ABOUT THIS TASK — Only the text of the records belongs in the answer, copied exactly and without pictures.

THE INPUT —

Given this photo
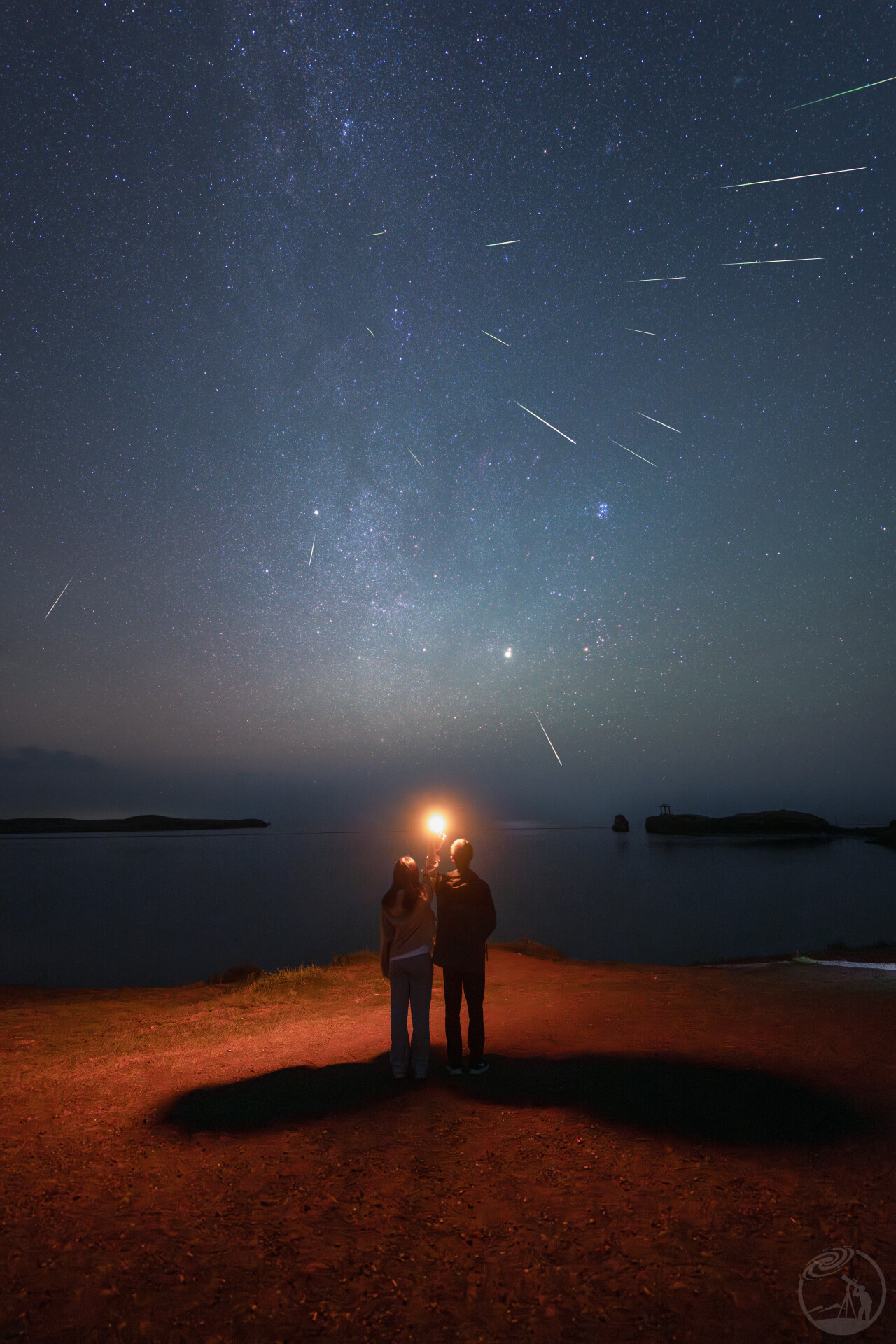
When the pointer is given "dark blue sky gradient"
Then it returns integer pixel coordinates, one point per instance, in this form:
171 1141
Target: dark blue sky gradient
191 398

WRITTEN ANSWER —
Given this photo
When the pointer is given "dark blue sky gradient"
Then it returns integer pixel coordinates, one point per instance, in this form:
171 1141
Target: dark blue sky gradient
191 398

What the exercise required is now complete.